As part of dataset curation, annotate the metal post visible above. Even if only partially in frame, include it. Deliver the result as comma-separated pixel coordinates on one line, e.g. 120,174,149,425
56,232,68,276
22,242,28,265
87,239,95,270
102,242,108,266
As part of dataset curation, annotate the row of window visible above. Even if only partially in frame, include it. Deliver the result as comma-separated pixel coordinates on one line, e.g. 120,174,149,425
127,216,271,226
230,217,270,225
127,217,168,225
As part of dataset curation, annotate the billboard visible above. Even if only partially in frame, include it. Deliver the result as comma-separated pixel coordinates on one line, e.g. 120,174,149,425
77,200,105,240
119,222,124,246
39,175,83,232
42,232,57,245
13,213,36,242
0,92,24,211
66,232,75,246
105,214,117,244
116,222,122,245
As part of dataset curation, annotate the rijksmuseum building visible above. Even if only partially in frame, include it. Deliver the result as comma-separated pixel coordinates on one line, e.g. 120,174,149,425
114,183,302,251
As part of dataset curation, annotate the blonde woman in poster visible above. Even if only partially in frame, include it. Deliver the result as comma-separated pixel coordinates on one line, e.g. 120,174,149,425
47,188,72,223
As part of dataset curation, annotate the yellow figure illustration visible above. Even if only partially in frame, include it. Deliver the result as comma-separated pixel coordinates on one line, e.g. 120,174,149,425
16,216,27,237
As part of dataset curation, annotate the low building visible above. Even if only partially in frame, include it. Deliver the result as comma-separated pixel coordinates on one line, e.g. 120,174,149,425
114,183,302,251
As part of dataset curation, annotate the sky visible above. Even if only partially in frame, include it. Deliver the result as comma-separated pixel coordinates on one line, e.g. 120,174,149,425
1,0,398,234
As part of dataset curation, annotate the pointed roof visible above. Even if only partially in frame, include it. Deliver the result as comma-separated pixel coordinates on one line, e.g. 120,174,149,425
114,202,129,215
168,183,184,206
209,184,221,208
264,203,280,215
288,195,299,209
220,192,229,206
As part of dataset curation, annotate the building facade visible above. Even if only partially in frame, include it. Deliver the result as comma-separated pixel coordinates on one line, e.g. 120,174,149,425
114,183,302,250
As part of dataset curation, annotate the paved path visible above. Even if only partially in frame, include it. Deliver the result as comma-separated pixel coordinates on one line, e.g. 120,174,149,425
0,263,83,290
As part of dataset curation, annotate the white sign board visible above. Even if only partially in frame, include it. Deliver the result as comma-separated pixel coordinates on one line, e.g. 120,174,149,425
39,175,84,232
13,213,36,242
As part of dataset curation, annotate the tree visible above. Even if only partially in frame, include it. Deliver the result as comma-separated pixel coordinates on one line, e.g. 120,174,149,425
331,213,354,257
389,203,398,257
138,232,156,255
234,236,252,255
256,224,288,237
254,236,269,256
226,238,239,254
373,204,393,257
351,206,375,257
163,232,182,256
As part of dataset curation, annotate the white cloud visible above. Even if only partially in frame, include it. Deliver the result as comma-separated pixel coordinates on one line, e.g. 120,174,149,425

┄┄┄┄┄┄┄┄┄┄┄┄┄┄┄┄┄┄┄┄

Print out all the entries precisely as written.

Reply to the exercise:
As part of dataset curation, annotate the metal post visible above. Even if only partially in frame, include it. Deliver the result as comma-separated pixel coordinates on one line, e.g. 120,174,149,425
56,232,68,276
22,242,28,265
87,239,95,270
102,242,108,266
As part of dataset curation, annotate the row of window visible above. Even if only partially in frame, include it. Deliver the result as comma-separated pixel coordinates on one line, e.g. 120,174,149,425
127,216,271,226
230,217,270,225
127,217,168,225
As part of dataset curation, annotate the billboard visible above. Even if only partially in frame, include it. Deliver the result as comma-separated pixel coordinates on one line, e.g. 120,174,149,425
77,200,105,240
119,222,124,246
39,175,83,232
42,232,57,245
13,213,36,242
0,92,24,211
66,232,75,246
105,214,117,244
116,222,122,245
As part of dataset curation, annotate the rijksmuseum building visible above. Even if only partially in frame, include it. Deliver the result as comma-separated pixel coordinates on one line, e.g. 120,174,149,425
114,183,302,251
As part of dataset curation, annotate the blonde woman in poster visible above. Even if only partially in frame, include it. Deliver the result as comma-separated pixel coordinates on one line, e.g. 120,174,149,425
47,188,72,223
As part of dataset curation, annotate the yellow figure illustration visible above. Even if only partially in frame, include it. Deliver the result as comma-separated pixel coordinates on one line, e.g. 120,174,149,425
16,216,27,237
As part of dataset curation, annotate the low building visible above. Even if only partially in frame, include it. Deliver the result as comma-separated pixel coordinates on one line, e.g. 120,174,149,425
114,183,302,251
As part of dataset curation, annotate the sky visible above. Even if only partially in frame, include it. Deliver the result as comma-separated pixel coordinates on one line, e.g. 120,174,149,425
1,0,398,234
As part of dataset curation, annotate the pointed roof visible above. Even if only partially in frame, include it. Deliver the result as comma-separated pixel coordinates on one line, e.g. 120,174,149,425
114,202,129,215
168,183,184,206
209,184,221,208
264,203,280,215
288,195,299,209
220,192,229,206
As part of dataset curation, annotate the building facade visible above. Even if only partially in frame, include it. Deliver the result as comma-separated pixel coordinates on one line, e.g. 120,174,149,425
114,183,302,250
As part of dataset curation, annotate the paved path visible above. Even if only partially in frame, include it. Deliver the result as comma-separated pixel coordinates on one line, e.g. 120,174,149,425
0,263,83,290
As part of dataset curation, annotate the white sign board visible above. Even if only partially in frame, include it. Deliver the result as comma-separated pixel coordinates on one line, e.g. 120,174,149,425
39,175,84,232
13,213,36,242
As part of dataset curation, annotate the tree visible above. Even if only partially in frame, include it. Deliver the result as comma-separated pixel coordinates on one line, e.g. 120,174,149,425
331,213,354,257
389,203,398,257
138,232,156,255
234,236,252,255
256,224,288,237
254,236,269,256
226,238,239,254
373,204,393,257
351,206,375,257
163,232,182,256
As part of dataset curation, annotate the white cloud visible above. Even if only partially in frame, include it. Deliver the result as comma-separated pixel coordinates on one line, e.g. 120,174,149,425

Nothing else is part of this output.